I don’t even want to go into your concept of what t (time) means and why it is completely wrong in this scenario. But I can’t resist.
you say “at time t”
Wrong. Ice, is measured as a mean, even in area using X and Y, OVER A PERIOD OF TIME. Furthermore the measurements used for analysis do not happen at a specific moment in time at all, but at an event, either the minimum or maximum of the measurements. The time at which that event happens can be used, for completely different reasons.
I actually collect data this way frequently during stream sampling. We estimate peak run off from snow melt and sample vigorously before and after that point to make sure we catch it. The same thing happens during precipitation events in the spring and fall. Everyone else I know and every paper I have read says to do it the same way.

RR Kampen
October 15, 2009 2:41 am

Enough numbers available:

5.
Hadow and his scientific advisor erroneously believed that their expedition was the only way ice thickness measurements could be done, and they seemed oblivious to other efforts and systems. While this was obviously a selling point to sponsors and an ego boost for the team, it was flat wrong. For example, there’s a bouy network that provides ice thickness data,. Then there’s ICEsat which provides mass and balance measurements, as well as ice thickness maps,…

(from http://wattsupwiththat.com/2009/10/15/top-ten-reasons-why-i-think-catlin-arctic-ice-survey-data-cant-be-trusted/ ).
So who needs expeditions to gain even more numbers? They’re there in abundance!

philincalifornia
October 15, 2009 4:18 am

RR Kampen (02:41:43) :
Enough numbers available:
So who needs expeditions to gain even more numbers? They’re there in abundance!
—————–
So why are you and danappaloupe having such difficulty in typing one ??

RR Kampen
October 15, 2009 4:50 am

Re: philincalifornia (04:18:09) :
So why are you and danappaloupe having such difficulty in typing one ??

Won’t speak for danappaloupe, but I am paralyzed from my surprise you seem unable to type them.

Carlo
October 15, 2009 8:57 am

danappaloupe
RR Kampen
Show us the data from over 2000 naval survey points and the decrease.
And read this,
The Ice in the arctic is two times thicker than expected:
http://www.radiobremen.de/wissen/nachrichten/wissenawipolararktis100.html
Pi Pi

RR Kampen
October 15, 2009 9:20 am

Hi Carlo, is this your son of seven posting? O well. As you know the Arctic ice melts and gets thinner every year, so even you can understand there must be something amiss in that article.

> [DATA BLOCK]:
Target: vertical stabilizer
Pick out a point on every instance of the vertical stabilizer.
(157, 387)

> [WRITTEN INSTRUCTION]:
Change "paralyzed" to "astonished" in the comment thread, then write out the passage starting at "RR Kampen (02:41:43)" and ending at "to type them.". The listing comes from a separate source.

> [RESULT FOR THIS TASK]:
RR Kampen (02:41:43) :
Enough numbers available:
So who needs expeditions to gain even more numbers? They’re there in abundance!
—————–
So why are you and danappaloupe having such difficulty in typing one ??

RR Kampen
October 15, 2009 4:50 am

Re: philincalifornia (04:18:09) :
So why are you and danappaloupe having such difficulty in typing one ??

Won’t speak for danappaloupe, but I am astonished from my surprise you seem unable to type them.